• **EXERCISE PROMPT**:
Identify each line in the entries below that contains the word "negative", and copy every such line in full.
□ □ □ □ □ □ □
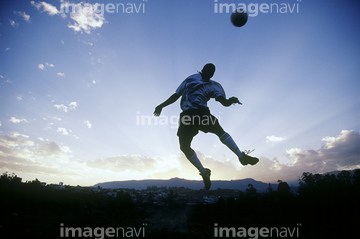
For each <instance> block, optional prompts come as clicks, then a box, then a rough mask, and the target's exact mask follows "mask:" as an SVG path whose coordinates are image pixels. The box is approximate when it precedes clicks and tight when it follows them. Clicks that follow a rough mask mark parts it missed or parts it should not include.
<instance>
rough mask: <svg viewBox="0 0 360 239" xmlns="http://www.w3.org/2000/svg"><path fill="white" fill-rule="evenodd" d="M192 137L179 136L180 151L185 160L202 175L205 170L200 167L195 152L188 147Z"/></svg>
mask: <svg viewBox="0 0 360 239" xmlns="http://www.w3.org/2000/svg"><path fill="white" fill-rule="evenodd" d="M192 139H193V137H192V136H184V135H181V136H179V143H180V149H181V151H182V152H183V153H184V154H185V156H186V158H187V159H188V160H189V161H190V162H191V163H192V164H193V165H194V166H195V167H196V168H197V169H198V170H199V172H200V173H204V172H205V171H206V170H205V168H204V167H203V166H202V164H201V162H200V160H199V158H198V157H197V155H196V153H195V151H194V150H193V149H192V148H191V147H190V145H191V141H192Z"/></svg>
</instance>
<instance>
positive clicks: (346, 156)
mask: <svg viewBox="0 0 360 239" xmlns="http://www.w3.org/2000/svg"><path fill="white" fill-rule="evenodd" d="M359 140H360V134H359V132H356V131H348V130H343V131H341V133H340V135H338V136H336V137H324V138H323V141H324V142H325V144H324V145H323V146H322V147H321V148H320V149H312V150H302V149H296V148H293V149H289V150H287V151H286V152H287V154H288V157H289V158H290V159H291V160H292V162H291V163H290V164H284V163H281V162H279V161H278V160H277V159H276V158H274V159H269V158H265V157H260V162H259V163H258V164H257V165H255V166H245V167H244V166H241V165H240V162H239V161H238V160H236V159H235V160H234V161H232V160H226V161H220V160H218V159H215V158H213V157H210V156H206V155H205V154H203V153H202V152H200V151H198V150H196V153H197V155H198V157H199V159H200V161H201V162H202V163H203V165H204V166H206V167H208V168H210V169H211V170H212V178H213V179H214V180H215V179H217V180H231V179H241V178H254V179H256V180H261V181H264V182H276V181H277V180H279V179H280V180H285V181H297V180H298V178H299V177H300V176H301V175H302V173H303V172H316V173H325V172H329V171H334V170H343V169H354V168H360V149H359V147H358V145H359ZM253 154H254V155H256V154H255V153H253ZM170 161H171V163H169V159H166V160H163V159H158V158H156V159H155V158H148V157H142V156H139V155H130V156H129V155H124V156H115V157H109V158H105V159H98V160H94V161H88V162H86V165H87V166H89V167H93V168H97V169H101V170H107V171H113V172H124V173H125V172H133V173H134V174H139V173H141V174H145V172H150V173H149V174H148V175H146V176H147V177H151V176H149V175H150V174H152V177H155V178H158V177H162V178H171V177H183V178H189V179H198V180H201V178H199V177H198V174H197V170H196V168H195V167H193V166H192V164H191V163H189V162H188V160H187V159H186V158H185V156H184V155H183V154H180V155H179V156H178V157H177V158H175V159H171V160H170Z"/></svg>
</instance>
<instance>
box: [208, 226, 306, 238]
mask: <svg viewBox="0 0 360 239" xmlns="http://www.w3.org/2000/svg"><path fill="white" fill-rule="evenodd" d="M300 227H301V223H297V224H296V226H294V227H249V228H246V227H222V226H219V224H218V223H214V237H232V238H237V237H239V238H242V237H244V238H249V239H258V238H259V236H260V237H270V238H299V237H300Z"/></svg>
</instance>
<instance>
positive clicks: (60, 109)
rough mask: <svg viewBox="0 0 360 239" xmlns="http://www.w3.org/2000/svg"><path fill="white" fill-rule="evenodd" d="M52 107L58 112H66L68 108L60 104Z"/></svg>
mask: <svg viewBox="0 0 360 239" xmlns="http://www.w3.org/2000/svg"><path fill="white" fill-rule="evenodd" d="M54 107H55V108H56V109H58V110H61V111H64V112H67V109H68V107H67V106H66V105H63V104H60V105H54Z"/></svg>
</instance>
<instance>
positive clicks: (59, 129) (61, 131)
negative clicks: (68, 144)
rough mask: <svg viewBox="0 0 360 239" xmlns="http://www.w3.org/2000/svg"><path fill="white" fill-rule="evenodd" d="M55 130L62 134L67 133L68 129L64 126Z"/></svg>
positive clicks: (67, 133)
mask: <svg viewBox="0 0 360 239" xmlns="http://www.w3.org/2000/svg"><path fill="white" fill-rule="evenodd" d="M56 132H58V133H60V134H62V135H69V131H68V130H67V129H65V128H60V127H59V128H58V129H57V130H56ZM70 132H71V130H70Z"/></svg>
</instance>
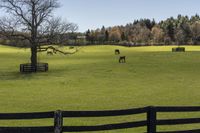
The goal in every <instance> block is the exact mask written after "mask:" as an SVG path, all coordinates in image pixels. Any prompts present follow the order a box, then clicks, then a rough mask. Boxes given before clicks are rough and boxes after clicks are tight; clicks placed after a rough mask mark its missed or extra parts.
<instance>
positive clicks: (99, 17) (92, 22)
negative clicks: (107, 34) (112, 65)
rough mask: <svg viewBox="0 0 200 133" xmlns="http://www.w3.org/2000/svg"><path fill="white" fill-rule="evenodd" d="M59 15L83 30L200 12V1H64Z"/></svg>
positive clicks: (189, 0) (174, 0)
mask: <svg viewBox="0 0 200 133" xmlns="http://www.w3.org/2000/svg"><path fill="white" fill-rule="evenodd" d="M60 3H61V8H59V9H57V10H56V14H57V15H59V16H62V18H64V19H67V20H69V21H71V22H74V23H76V24H78V25H79V31H81V32H83V31H86V30H87V29H95V28H101V27H102V25H105V26H106V27H108V26H113V25H125V24H127V23H129V22H133V21H134V20H135V19H140V18H150V19H152V18H155V20H156V21H160V20H163V19H166V18H168V17H171V16H174V17H176V16H177V15H178V14H182V15H188V16H191V15H195V14H196V13H198V14H200V0H60Z"/></svg>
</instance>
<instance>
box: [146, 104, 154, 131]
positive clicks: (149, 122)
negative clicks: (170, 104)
mask: <svg viewBox="0 0 200 133" xmlns="http://www.w3.org/2000/svg"><path fill="white" fill-rule="evenodd" d="M147 133H156V109H155V107H153V106H150V107H149V109H148V112H147Z"/></svg>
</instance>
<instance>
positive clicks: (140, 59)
mask: <svg viewBox="0 0 200 133" xmlns="http://www.w3.org/2000/svg"><path fill="white" fill-rule="evenodd" d="M171 48H172V47H171V46H169V47H165V46H162V47H133V48H126V47H119V46H88V47H81V48H80V50H79V52H78V53H76V54H74V55H67V56H64V55H61V54H57V55H54V56H47V55H46V54H45V53H40V54H39V61H41V62H48V63H49V69H50V70H49V72H48V73H36V74H20V73H19V64H20V63H27V62H29V58H30V55H29V54H30V52H29V49H18V48H11V47H6V46H0V112H1V113H4V112H41V111H52V110H58V109H61V110H110V109H126V108H134V107H143V106H150V105H165V106H166V105H168V106H173V105H200V96H199V94H200V47H198V46H187V47H186V51H187V52H185V53H172V52H171ZM61 49H62V50H67V49H68V48H67V47H65V48H61ZM115 49H120V51H121V55H125V56H126V57H127V63H126V64H119V63H118V56H117V55H114V50H115ZM199 115H200V114H197V113H196V114H185V113H183V114H180V113H179V114H174V115H171V114H170V115H162V116H160V117H164V118H166V117H175V116H176V117H187V116H191V117H193V116H199ZM143 117H145V116H144V115H138V116H136V117H130V116H127V117H123V118H121V117H119V118H116V117H114V118H112V117H111V118H102V119H99V118H98V119H96V118H95V119H91V118H90V119H89V118H88V119H86V118H84V119H75V120H74V119H67V120H65V124H66V125H94V124H105V123H112V122H115V123H117V122H125V121H131V120H134V119H142V118H143ZM0 122H1V123H0V126H4V125H49V124H50V125H52V124H53V122H52V120H40V121H33V122H30V121H26V123H25V122H24V121H20V122H16V121H9V122H7V121H0ZM196 127H199V125H196ZM184 128H187V129H188V128H191V126H184ZM160 129H161V130H163V129H164V130H165V129H171V128H167V127H160ZM174 129H183V127H182V126H179V127H175V128H174ZM144 131H145V129H144V128H140V129H128V130H117V131H109V133H110V132H113V133H114V132H122V133H124V132H127V133H129V132H130V133H131V132H136V133H139V132H144ZM106 133H107V132H106Z"/></svg>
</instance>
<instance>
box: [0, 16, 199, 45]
mask: <svg viewBox="0 0 200 133" xmlns="http://www.w3.org/2000/svg"><path fill="white" fill-rule="evenodd" d="M24 34H26V33H24ZM59 36H60V37H59ZM59 38H62V40H64V41H62V42H64V43H62V44H60V45H123V46H144V45H145V46H151V45H200V16H199V15H198V14H196V15H194V16H191V17H188V16H182V15H178V16H177V17H176V18H174V17H171V18H168V19H166V20H163V21H160V22H156V21H155V20H154V19H153V20H150V19H140V20H135V21H134V22H132V23H128V24H126V25H124V26H123V25H121V26H113V27H104V26H102V27H101V28H98V29H94V30H87V31H86V32H84V33H80V32H75V30H72V31H71V32H68V33H64V34H62V35H61V34H60V35H59V34H58V37H57V38H56V39H59ZM63 38H64V39H63ZM57 42H61V41H57ZM0 43H1V44H5V45H12V46H17V47H29V44H28V43H26V42H25V41H19V42H16V41H13V40H6V39H5V38H4V37H3V36H0ZM55 44H56V45H57V44H58V43H55Z"/></svg>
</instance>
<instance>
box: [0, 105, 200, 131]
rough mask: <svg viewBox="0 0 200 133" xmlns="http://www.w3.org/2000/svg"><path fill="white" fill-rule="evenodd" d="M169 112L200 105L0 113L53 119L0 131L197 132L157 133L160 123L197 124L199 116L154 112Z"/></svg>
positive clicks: (196, 109)
mask: <svg viewBox="0 0 200 133" xmlns="http://www.w3.org/2000/svg"><path fill="white" fill-rule="evenodd" d="M162 112H164V113H169V112H170V113H171V112H200V107H197V106H196V107H194V106H193V107H154V106H151V107H144V108H136V109H127V110H110V111H109V110H108V111H59V110H58V111H55V112H38V113H0V121H1V120H22V119H25V120H27V119H44V118H54V126H43V127H0V133H53V132H54V133H63V132H89V131H103V130H116V129H126V128H136V127H147V133H200V129H195V130H187V131H165V132H158V131H156V127H157V126H159V125H169V126H170V125H180V124H181V125H182V124H196V123H200V118H179V119H161V120H160V119H159V120H158V119H157V113H162ZM135 114H146V116H147V117H146V119H145V120H142V121H134V122H126V123H118V124H106V125H98V126H63V118H76V117H109V116H112V117H113V116H124V115H135Z"/></svg>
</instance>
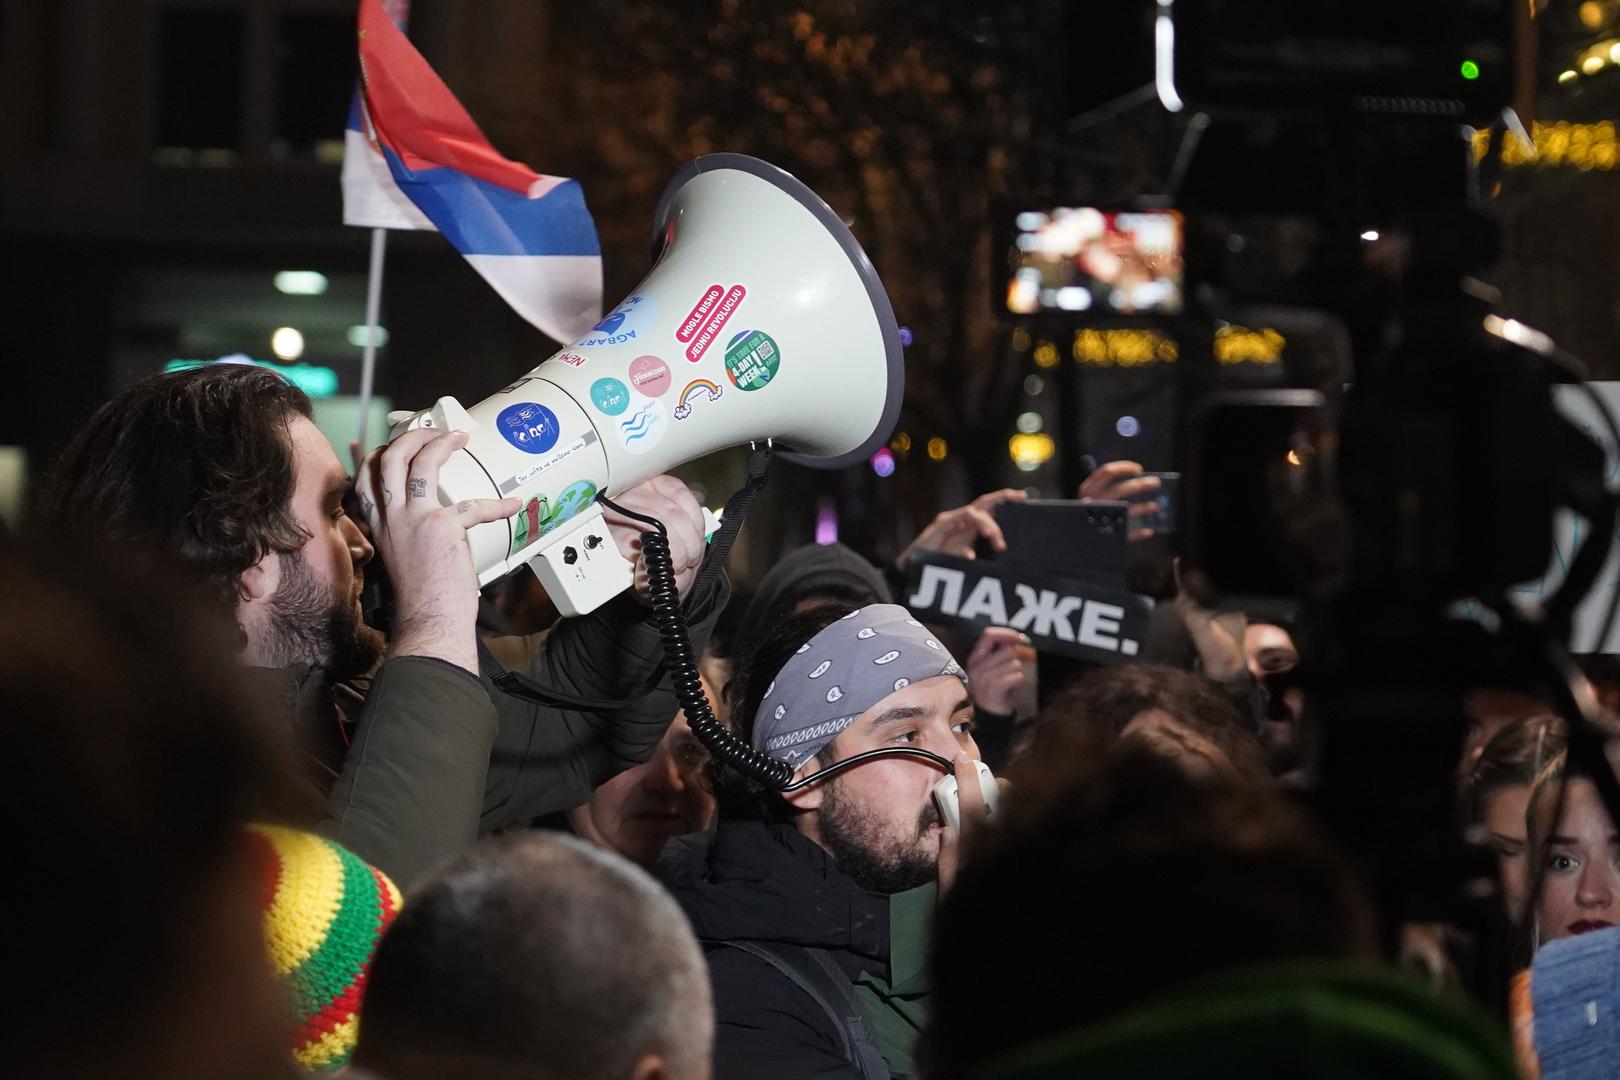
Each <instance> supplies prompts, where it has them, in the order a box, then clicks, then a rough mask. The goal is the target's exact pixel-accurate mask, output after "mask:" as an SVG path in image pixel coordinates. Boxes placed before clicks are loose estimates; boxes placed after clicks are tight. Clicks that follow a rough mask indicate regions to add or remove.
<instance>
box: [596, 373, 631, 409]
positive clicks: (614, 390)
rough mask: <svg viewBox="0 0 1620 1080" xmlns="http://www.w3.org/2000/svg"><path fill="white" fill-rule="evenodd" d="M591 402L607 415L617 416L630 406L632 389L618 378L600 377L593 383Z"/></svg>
mask: <svg viewBox="0 0 1620 1080" xmlns="http://www.w3.org/2000/svg"><path fill="white" fill-rule="evenodd" d="M591 402H593V403H595V405H596V408H599V410H601V411H603V413H604V415H606V416H617V415H619V413H622V411H624V410H627V408H630V390H629V387H625V385H624V384H622V382H619V381H617V379H598V381H596V382H593V384H591Z"/></svg>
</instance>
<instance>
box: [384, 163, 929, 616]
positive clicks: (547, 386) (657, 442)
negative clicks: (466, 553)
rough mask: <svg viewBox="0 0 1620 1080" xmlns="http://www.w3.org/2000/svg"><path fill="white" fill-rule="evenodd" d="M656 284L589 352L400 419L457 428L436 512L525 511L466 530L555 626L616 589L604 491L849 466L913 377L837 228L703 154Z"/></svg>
mask: <svg viewBox="0 0 1620 1080" xmlns="http://www.w3.org/2000/svg"><path fill="white" fill-rule="evenodd" d="M653 236H654V241H661V253H659V257H658V261H656V264H654V266H653V269H651V272H650V274H648V275H646V279H643V280H642V283H640V285H638V287H637V288H635V291H633V293H630V296H627V298H625V300H624V301H622V303H620V304H619V306H617V308H614V309H612V311H611V313H609V314H608V317H604V319H603V321H601V322H598V324H596V325H595V329H591V330H590V332H588V334H586V335H585V337H582V338H578V340H575V342H573V343H572V345H569V347H567V348H564V350H561V351H557V353H556V355H552V356H551V358H548V359H546V361H543V363H541V364H539V366H538V368H535V369H533V371H530V372H528V374H525V376H523V377H520V379H517V381H515V382H512V384H510V385H509V387H505V389H504V390H501V392H499V393H494V395H491V397H488V398H484V400H483V402H480V403H478V405H475V406H471V408H463V406H462V405H460V403H458V402H457V400H455V398H450V397H444V398H439V402H437V403H436V405H434V406H433V408H429V410H423V411H418V413H394V415H390V416H389V419H390V421H392V424H394V426H392V431H390V439H392V437H399V436H400V434H403V432H405V431H410V429H413V427H439V429H447V431H465V432H468V434H470V436H471V437H470V440H468V444H467V447H465V449H462V450H458V452H455V453H454V455H450V460H449V461H447V463H445V465H444V468H442V470H441V474H439V502H441V504H445V505H454V504H457V502H463V500H468V499H518V500H520V502H522V504H523V508H522V510H520V512H518V513H517V517H514V518H510V520H505V521H491V523H486V525H478V526H475V528H473V529H471V531H470V533H468V542H470V546H471V552H473V565H475V568H476V570H478V583H480V586H483V585H488V583H491V581H494V580H497V578H502V576H505V575H507V573H512V572H515V570H518V568H522V567H525V565H528V567H531V568H533V570H535V573H536V575H538V576H539V580H541V585H544V588H546V591H548V593H549V594H551V599H552V602H556V606H557V609H559V610H561V612H562V614H564V615H577V614H585V612H590V610H595V609H596V607H598V606H601V604H603V602H606V601H608V599H611V597H614V596H617V594H619V593H622V591H624V589H627V588H629V586H630V585H632V581H633V567H632V565H630V563H629V562H625V560H624V557H622V555H620V554H619V551H617V547H616V546H614V542H612V538H611V536H609V534H608V528H606V523H604V521H603V512H601V507H599V505H598V504H596V495H598V494H601V495H609V497H611V495H612V494H617V492H620V491H624V489H627V487H633V486H635V484H640V483H642V481H645V479H648V478H651V476H656V474H658V473H664V471H669V470H671V468H674V466H677V465H680V463H684V461H690V460H693V458H700V457H703V455H706V453H713V452H716V450H724V449H727V447H734V445H745V444H761V442H766V440H770V442H771V444H773V445H774V447H778V449H782V450H784V453H782V457H786V458H787V460H792V461H797V463H800V465H810V466H815V468H842V466H846V465H852V463H857V461H862V460H865V458H867V457H870V455H872V453H873V452H875V450H876V449H878V447H880V445H883V442H886V440H888V437H889V432H891V431H893V427H894V421H896V419H897V416H899V408H901V398H902V397H904V385H906V374H904V359H902V353H901V340H899V327H897V325H896V322H894V309H893V308H891V306H889V298H888V295H886V293H885V291H883V283H881V282H880V280H878V274H876V270H875V269H873V267H872V261H870V259H868V257H867V254H865V251H862V248H860V244H859V243H857V241H855V238H854V236H852V235H851V232H849V228H847V227H846V225H844V222H842V220H839V219H838V215H836V214H834V212H833V210H831V207H828V206H826V202H823V201H821V199H820V198H818V196H816V194H815V193H813V191H810V188H807V186H805V185H802V183H800V181H799V180H795V178H794V176H791V175H789V173H786V172H782V170H781V168H778V167H774V165H770V164H766V162H761V160H758V159H755V157H747V155H742V154H710V155H706V157H700V159H697V160H693V162H690V164H689V165H685V167H684V168H682V170H680V172H679V173H677V175H676V178H674V180H671V183H669V186H667V188H666V189H664V194H663V198H661V199H659V204H658V214H656V219H654V232H653Z"/></svg>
□ □ □ □ □ □ □
• **WRITTEN RESPONSE**:
negative clicks: (68, 144)
negative clicks: (107, 34) (112, 65)
negative clicks: (170, 104)
negative clicks: (466, 553)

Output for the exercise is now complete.